> _What you need to do_
Locate the line that contains "the brown hair". Print it and every subsequent line through the final line of the records, exactly and only those.

> _Exercise data_
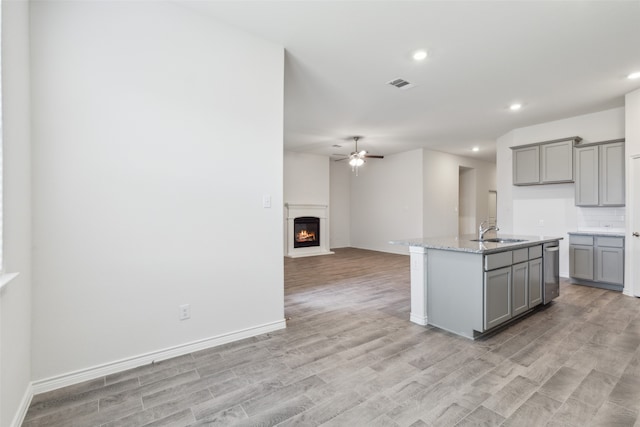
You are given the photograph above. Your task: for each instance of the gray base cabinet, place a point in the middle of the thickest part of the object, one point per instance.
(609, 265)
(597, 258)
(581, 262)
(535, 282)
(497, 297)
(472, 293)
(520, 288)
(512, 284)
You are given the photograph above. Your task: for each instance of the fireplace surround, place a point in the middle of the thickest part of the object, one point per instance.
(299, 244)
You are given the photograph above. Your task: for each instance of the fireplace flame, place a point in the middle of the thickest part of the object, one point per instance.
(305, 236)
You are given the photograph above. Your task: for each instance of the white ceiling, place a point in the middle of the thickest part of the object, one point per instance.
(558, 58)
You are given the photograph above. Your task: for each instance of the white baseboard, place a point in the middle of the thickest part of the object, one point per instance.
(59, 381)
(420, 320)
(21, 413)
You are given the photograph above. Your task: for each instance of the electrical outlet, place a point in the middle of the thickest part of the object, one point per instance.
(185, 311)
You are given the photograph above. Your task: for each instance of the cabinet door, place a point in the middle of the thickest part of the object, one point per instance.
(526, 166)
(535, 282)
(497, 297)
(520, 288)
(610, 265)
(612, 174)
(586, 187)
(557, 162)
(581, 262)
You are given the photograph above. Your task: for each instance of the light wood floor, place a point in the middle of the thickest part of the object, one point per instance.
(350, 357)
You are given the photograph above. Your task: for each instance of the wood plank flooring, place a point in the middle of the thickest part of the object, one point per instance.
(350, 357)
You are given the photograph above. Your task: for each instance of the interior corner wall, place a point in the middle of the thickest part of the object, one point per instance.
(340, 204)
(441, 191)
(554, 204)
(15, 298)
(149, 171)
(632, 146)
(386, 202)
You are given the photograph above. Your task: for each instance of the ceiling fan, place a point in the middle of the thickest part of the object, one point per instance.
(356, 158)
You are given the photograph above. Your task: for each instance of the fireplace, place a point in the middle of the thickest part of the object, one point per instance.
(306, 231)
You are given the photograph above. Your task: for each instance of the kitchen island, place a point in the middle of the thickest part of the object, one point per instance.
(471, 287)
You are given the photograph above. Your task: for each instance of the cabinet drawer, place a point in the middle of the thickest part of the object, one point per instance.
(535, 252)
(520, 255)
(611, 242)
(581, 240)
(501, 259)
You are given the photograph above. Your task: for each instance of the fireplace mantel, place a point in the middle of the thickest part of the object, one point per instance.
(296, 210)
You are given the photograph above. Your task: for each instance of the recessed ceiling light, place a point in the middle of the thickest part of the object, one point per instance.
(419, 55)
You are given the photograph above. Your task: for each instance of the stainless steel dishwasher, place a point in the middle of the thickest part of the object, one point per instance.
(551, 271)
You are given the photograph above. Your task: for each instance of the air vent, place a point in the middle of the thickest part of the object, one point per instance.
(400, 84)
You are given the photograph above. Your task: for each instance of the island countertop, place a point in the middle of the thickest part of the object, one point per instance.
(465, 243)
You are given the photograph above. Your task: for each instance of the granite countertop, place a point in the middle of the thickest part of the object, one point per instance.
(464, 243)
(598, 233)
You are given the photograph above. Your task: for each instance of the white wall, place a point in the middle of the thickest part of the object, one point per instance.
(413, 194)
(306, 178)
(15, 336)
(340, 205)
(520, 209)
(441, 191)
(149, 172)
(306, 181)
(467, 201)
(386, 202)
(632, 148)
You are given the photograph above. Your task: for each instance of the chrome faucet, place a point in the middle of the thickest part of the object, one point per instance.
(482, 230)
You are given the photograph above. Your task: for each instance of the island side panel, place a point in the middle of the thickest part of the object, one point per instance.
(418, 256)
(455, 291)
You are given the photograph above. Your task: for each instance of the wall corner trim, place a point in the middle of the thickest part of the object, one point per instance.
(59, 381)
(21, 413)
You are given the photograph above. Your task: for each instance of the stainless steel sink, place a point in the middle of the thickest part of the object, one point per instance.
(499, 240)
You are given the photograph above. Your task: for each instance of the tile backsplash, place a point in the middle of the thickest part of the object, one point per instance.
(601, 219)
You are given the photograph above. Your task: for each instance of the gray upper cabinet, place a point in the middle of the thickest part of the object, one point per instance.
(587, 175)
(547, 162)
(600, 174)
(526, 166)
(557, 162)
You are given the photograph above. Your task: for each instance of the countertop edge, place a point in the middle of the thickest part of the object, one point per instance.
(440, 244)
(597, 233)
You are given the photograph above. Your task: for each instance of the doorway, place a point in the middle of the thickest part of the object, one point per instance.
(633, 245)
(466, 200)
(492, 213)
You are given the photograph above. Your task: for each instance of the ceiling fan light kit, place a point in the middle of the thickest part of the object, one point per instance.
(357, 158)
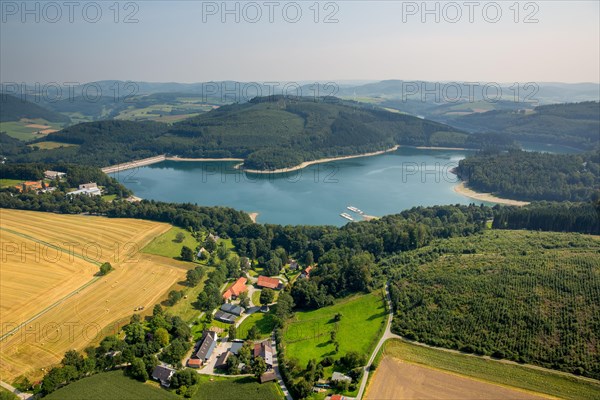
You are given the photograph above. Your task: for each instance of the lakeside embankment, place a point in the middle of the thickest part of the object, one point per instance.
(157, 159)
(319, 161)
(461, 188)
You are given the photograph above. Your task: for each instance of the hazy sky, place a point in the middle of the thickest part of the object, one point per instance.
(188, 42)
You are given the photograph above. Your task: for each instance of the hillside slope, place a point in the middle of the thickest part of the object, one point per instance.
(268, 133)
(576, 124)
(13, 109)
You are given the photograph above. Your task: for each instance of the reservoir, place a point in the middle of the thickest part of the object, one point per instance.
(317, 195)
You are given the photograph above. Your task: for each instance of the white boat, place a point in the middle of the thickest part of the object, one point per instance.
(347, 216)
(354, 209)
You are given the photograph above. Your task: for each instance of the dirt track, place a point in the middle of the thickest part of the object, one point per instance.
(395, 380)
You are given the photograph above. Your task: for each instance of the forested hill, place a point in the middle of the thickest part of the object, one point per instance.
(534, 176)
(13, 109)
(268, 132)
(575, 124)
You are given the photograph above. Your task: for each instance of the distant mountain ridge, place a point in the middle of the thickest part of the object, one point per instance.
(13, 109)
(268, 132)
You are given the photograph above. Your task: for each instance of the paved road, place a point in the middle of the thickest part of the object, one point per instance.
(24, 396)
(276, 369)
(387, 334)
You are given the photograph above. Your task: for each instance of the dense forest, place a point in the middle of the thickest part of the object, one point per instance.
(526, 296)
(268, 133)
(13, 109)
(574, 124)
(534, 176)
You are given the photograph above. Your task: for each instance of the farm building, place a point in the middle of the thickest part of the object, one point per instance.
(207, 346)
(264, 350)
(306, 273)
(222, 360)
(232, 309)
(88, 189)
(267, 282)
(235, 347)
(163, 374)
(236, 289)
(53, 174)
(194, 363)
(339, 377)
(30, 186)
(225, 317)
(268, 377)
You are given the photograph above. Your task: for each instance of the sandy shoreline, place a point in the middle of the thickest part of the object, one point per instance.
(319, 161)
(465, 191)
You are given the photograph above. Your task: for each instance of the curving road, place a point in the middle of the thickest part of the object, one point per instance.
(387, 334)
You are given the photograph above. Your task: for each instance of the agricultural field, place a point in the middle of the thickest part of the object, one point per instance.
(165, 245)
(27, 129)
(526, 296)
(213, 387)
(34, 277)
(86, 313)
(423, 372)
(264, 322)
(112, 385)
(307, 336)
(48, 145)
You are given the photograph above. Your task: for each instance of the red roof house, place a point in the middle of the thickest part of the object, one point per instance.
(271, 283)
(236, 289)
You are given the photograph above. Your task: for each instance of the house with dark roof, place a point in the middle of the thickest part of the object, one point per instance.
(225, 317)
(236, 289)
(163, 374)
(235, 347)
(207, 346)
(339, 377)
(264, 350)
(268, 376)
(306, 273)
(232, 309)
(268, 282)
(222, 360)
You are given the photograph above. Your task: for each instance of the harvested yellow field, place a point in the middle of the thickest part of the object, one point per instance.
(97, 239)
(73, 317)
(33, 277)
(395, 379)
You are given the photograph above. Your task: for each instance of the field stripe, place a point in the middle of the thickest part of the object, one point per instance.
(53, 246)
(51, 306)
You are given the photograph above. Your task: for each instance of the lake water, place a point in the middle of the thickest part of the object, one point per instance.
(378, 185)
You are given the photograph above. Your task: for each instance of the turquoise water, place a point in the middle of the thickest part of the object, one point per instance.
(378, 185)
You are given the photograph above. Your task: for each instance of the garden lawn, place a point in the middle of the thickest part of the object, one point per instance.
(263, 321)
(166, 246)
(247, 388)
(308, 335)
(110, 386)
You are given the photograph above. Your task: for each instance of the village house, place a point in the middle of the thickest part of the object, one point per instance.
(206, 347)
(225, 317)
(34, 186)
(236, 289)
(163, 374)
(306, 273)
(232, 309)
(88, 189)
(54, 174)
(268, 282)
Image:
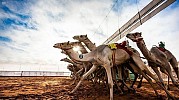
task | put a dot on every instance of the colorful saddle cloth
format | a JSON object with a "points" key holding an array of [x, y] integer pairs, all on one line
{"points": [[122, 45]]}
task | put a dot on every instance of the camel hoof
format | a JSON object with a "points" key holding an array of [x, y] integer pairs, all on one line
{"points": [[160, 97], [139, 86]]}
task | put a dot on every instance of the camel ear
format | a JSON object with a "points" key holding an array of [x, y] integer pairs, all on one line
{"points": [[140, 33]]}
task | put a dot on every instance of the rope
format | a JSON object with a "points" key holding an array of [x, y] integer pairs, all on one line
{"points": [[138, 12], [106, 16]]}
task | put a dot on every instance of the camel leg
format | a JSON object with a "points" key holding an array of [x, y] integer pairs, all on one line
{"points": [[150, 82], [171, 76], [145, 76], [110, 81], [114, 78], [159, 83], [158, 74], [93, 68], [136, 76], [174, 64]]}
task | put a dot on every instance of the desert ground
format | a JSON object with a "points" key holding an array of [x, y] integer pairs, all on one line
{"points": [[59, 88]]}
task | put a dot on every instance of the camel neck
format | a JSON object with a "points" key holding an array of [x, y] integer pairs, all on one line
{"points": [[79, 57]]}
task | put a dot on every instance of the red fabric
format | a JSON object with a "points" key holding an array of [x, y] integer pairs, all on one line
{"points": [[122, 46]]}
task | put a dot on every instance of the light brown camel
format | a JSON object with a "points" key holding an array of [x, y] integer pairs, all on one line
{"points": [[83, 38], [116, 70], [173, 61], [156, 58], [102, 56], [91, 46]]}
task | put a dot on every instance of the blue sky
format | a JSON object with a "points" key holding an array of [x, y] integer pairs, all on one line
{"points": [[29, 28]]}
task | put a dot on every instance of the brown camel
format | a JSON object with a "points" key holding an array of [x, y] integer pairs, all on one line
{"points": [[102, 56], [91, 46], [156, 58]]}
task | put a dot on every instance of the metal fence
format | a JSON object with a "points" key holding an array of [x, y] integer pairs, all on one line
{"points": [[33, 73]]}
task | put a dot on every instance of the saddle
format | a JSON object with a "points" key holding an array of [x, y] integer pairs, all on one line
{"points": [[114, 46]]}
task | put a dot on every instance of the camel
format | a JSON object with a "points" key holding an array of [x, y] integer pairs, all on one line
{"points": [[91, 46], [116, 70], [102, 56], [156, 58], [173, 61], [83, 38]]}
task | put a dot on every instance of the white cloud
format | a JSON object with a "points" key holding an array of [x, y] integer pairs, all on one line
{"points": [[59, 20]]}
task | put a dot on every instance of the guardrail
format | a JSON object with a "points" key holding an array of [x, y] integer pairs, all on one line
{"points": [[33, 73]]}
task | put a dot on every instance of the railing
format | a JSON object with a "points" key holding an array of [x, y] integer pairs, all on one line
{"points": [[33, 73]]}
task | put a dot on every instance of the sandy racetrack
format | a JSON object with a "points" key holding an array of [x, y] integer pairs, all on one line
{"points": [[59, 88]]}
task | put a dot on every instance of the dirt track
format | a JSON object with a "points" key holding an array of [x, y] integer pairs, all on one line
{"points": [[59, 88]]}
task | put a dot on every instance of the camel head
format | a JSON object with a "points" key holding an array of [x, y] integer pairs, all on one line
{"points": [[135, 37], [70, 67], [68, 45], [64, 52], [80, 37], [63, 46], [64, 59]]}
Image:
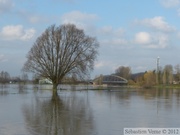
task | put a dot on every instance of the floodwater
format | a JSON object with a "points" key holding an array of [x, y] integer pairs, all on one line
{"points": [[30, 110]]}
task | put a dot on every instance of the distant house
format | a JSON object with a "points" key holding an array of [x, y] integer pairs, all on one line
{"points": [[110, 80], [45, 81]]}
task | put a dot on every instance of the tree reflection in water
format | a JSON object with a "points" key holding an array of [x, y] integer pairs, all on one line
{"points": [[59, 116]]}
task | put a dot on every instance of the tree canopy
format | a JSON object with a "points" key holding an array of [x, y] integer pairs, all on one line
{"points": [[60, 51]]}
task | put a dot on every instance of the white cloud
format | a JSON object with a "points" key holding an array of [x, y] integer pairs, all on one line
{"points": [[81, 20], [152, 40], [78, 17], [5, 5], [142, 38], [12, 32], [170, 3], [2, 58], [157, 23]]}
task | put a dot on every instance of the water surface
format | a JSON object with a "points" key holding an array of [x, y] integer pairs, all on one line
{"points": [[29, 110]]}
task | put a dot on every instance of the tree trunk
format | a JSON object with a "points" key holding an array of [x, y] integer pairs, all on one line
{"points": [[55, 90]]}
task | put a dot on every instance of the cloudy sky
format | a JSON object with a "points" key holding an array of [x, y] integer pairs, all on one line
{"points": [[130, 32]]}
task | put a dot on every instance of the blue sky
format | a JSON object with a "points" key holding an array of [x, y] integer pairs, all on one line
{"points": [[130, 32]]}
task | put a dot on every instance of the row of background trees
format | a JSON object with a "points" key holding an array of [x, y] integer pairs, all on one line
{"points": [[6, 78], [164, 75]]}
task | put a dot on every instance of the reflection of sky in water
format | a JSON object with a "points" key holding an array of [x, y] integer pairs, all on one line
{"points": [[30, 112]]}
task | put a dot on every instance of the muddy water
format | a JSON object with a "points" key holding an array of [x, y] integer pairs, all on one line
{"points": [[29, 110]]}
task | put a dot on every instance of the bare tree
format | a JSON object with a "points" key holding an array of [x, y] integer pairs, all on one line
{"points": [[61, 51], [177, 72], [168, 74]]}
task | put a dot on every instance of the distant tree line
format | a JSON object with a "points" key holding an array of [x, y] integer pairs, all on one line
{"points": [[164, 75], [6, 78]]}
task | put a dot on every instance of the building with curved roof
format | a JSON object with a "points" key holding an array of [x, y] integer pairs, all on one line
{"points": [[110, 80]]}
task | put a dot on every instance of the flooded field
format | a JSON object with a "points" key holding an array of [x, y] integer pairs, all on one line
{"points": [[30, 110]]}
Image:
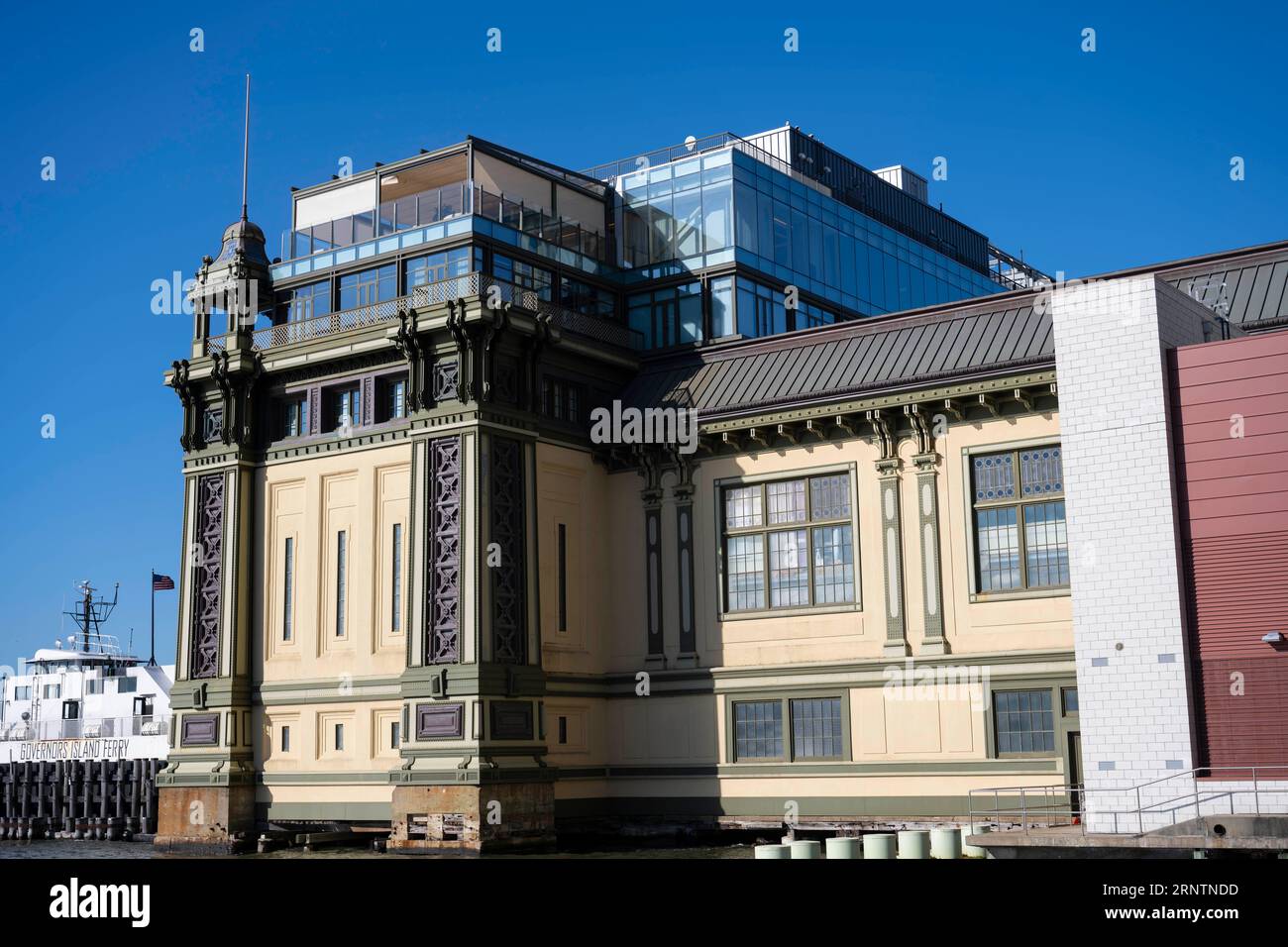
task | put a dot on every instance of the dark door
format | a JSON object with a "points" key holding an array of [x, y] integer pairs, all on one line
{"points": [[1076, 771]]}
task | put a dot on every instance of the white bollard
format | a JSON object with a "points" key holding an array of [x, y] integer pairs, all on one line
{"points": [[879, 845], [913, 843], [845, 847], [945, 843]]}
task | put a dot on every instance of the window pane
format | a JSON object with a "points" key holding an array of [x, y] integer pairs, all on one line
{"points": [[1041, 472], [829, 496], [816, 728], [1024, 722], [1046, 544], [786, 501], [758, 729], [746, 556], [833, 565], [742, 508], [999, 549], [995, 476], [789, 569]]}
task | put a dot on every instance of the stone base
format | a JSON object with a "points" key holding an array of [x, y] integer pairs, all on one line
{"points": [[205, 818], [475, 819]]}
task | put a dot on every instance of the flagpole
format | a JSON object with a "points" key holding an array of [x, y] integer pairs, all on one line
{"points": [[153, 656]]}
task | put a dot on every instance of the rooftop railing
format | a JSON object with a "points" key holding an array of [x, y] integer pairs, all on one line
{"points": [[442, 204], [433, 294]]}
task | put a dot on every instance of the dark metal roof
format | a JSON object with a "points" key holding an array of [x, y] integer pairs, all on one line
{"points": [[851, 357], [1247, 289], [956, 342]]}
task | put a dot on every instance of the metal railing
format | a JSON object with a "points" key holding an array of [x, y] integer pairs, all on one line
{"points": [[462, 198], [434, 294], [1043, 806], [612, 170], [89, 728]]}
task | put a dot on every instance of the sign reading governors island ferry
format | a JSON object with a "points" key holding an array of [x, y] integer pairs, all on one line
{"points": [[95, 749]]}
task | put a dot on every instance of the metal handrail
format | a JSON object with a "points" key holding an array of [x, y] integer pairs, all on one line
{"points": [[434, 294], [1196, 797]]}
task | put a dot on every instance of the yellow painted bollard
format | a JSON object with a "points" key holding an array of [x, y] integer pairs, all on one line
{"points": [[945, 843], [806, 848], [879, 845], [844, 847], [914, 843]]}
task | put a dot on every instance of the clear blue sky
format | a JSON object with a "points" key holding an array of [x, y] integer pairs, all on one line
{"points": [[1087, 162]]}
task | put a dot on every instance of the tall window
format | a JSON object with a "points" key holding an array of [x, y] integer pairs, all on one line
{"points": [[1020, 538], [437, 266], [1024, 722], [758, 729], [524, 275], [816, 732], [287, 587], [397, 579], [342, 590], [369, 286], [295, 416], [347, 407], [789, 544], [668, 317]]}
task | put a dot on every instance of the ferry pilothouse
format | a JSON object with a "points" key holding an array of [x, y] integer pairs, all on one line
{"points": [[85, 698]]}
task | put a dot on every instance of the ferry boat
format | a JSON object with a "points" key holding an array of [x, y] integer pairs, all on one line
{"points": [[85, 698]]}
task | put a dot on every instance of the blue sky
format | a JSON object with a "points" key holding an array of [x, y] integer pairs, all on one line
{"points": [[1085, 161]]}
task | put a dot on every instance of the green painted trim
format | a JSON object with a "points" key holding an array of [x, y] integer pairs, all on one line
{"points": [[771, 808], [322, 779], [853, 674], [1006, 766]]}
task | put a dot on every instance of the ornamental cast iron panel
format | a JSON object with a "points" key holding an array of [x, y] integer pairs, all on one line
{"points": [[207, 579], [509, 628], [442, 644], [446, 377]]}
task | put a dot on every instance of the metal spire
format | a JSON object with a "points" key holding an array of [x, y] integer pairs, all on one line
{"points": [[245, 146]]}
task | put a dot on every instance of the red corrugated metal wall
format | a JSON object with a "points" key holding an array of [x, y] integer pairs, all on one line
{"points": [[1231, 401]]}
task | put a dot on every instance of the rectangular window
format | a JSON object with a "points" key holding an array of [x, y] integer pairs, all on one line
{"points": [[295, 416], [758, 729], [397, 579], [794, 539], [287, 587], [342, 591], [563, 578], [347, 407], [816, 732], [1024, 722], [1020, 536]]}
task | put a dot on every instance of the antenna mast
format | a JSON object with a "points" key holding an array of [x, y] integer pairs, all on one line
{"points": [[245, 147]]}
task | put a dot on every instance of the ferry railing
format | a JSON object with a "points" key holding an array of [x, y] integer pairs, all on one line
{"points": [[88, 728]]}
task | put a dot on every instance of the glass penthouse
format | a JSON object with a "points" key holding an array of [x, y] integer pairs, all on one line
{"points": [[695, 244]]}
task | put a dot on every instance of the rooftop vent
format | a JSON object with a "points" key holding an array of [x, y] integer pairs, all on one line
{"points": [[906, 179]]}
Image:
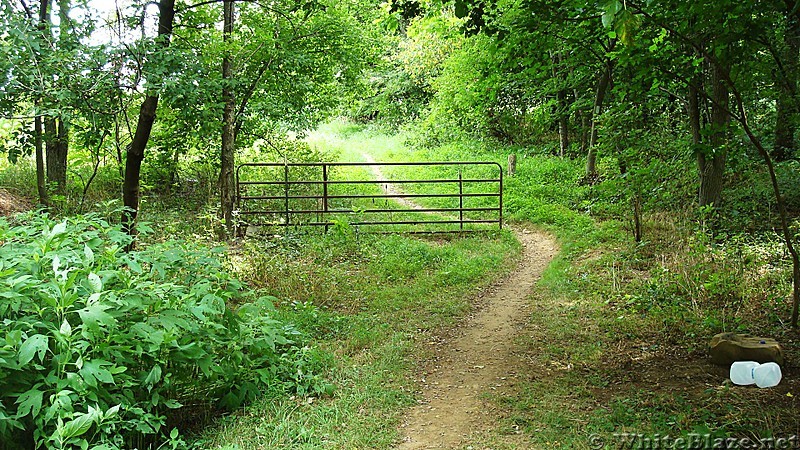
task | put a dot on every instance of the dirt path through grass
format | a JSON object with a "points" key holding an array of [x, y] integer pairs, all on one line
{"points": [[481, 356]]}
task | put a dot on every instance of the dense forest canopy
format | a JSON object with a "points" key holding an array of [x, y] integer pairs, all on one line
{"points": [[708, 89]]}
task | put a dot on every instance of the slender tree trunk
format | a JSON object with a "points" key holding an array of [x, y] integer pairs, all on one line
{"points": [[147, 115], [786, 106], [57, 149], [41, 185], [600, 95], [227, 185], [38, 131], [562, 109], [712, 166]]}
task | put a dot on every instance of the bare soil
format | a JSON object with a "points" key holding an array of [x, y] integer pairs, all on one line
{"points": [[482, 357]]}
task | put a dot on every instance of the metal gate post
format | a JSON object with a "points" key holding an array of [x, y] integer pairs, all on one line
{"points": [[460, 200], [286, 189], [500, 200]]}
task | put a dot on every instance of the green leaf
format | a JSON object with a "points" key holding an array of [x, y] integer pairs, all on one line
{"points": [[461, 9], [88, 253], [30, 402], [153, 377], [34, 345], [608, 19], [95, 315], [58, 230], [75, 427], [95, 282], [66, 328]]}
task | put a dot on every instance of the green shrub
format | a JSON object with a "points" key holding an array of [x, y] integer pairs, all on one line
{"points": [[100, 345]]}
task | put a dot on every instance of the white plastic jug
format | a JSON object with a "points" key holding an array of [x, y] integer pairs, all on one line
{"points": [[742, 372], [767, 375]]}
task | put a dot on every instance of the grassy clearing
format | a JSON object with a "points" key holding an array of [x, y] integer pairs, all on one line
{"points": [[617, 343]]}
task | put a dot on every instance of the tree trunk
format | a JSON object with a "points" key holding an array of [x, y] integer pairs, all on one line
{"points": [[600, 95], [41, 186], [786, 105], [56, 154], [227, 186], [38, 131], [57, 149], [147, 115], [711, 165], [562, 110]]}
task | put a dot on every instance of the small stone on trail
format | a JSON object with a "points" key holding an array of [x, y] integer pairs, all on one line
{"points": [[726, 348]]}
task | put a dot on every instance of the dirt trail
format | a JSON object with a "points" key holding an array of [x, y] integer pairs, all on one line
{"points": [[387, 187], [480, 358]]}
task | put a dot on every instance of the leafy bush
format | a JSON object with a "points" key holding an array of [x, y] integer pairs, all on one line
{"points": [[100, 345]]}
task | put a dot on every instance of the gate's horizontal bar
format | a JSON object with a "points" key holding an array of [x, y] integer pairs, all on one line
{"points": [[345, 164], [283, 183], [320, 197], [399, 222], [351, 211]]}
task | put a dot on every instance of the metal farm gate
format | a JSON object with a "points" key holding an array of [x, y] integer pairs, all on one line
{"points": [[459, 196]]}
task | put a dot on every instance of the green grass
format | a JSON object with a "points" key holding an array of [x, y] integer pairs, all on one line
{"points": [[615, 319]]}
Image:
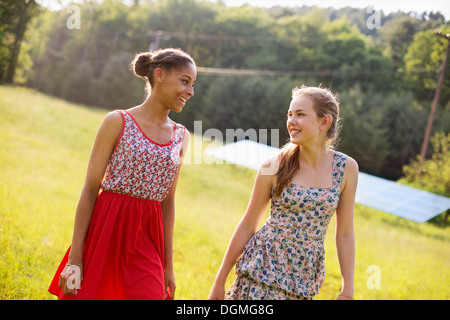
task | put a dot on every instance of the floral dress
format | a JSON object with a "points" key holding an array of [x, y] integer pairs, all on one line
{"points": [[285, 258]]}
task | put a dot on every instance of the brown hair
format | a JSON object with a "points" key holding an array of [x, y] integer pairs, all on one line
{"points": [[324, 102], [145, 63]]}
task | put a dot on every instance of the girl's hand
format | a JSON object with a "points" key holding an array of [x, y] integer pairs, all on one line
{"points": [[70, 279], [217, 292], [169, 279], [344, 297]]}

> _Written reply_
task | put a dot on every instance of the brown hair
format | a JSON object with a "points" key holding an array of [x, y] integer pairs, all on one line
{"points": [[324, 102], [145, 63]]}
task | put a dot on every instance of the girl's hand
format | a JSON object with a "points" key holding an array of [x, y] integer pairs, all on one line
{"points": [[70, 279], [217, 292], [169, 279], [344, 297]]}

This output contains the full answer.